EXERCISE REQUIREMENTS. Which lines below contain the word "white"? Copy each of them.

EXTRACTED ENTRIES.
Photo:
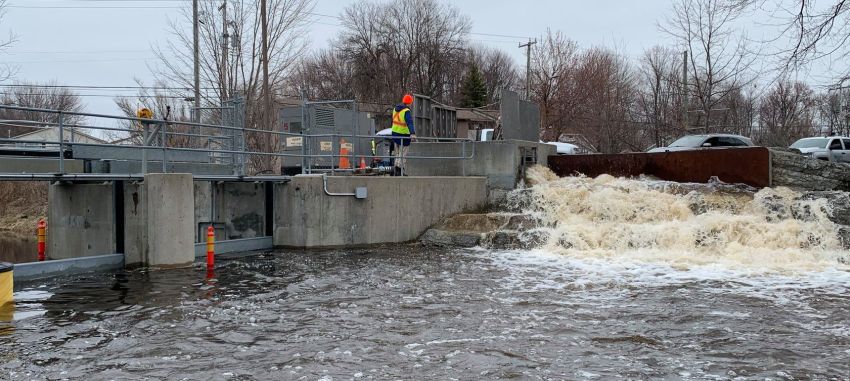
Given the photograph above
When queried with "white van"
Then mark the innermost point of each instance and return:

...

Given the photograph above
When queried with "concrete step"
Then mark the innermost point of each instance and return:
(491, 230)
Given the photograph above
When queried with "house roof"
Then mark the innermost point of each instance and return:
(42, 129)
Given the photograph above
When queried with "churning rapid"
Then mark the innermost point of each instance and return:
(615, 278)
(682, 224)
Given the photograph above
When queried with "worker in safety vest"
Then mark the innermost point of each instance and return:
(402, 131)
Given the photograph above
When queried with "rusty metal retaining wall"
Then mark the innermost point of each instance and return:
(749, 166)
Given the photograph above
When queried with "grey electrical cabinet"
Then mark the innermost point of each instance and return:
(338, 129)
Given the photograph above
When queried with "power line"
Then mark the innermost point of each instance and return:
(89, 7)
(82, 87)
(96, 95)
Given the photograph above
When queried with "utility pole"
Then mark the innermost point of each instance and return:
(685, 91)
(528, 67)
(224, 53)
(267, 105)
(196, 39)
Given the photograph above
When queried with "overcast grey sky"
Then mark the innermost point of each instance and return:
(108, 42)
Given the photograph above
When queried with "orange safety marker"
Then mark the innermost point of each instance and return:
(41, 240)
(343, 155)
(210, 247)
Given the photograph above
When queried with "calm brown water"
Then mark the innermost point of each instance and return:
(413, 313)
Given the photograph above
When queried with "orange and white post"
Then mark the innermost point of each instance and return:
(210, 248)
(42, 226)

==

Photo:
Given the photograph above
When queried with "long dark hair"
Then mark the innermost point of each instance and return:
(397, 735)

RESULT OF THE EXERCISE.
When queried with "white van"
When queried with "orange and white post"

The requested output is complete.